> **INSTRUCTIONS TO FOLLOW**
Please tally the lines below that contain the string "daylily", with case counting, and give only the number.

> **RECORDED INFORMATION**
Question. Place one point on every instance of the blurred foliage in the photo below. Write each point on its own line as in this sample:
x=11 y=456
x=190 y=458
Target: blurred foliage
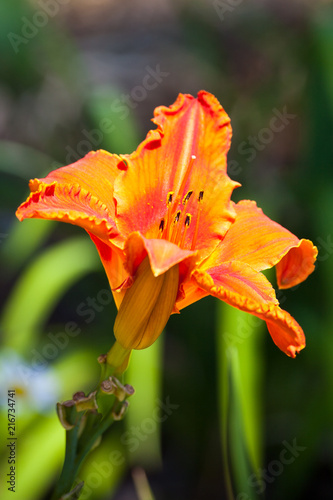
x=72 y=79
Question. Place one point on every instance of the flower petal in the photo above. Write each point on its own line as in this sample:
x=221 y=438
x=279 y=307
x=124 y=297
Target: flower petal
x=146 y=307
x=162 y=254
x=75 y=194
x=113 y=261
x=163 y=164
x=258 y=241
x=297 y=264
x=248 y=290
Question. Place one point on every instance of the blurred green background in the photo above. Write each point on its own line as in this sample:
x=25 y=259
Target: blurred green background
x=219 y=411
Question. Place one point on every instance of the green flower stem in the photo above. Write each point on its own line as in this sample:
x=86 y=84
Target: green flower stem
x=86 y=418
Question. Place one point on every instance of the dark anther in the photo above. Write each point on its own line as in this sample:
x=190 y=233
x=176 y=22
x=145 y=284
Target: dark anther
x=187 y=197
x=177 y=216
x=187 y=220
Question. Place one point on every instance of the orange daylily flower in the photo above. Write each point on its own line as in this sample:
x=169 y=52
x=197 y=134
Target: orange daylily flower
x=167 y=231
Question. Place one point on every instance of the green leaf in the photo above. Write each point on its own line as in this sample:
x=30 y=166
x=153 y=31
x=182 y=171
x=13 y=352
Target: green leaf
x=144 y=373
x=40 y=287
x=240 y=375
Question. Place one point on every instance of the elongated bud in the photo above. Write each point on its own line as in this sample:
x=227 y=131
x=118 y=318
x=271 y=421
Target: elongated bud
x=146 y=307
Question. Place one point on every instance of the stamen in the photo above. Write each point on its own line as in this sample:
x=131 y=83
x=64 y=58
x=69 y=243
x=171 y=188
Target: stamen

* * *

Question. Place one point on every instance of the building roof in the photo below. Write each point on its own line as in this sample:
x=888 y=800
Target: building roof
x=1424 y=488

> **OUTPUT BELOW**
2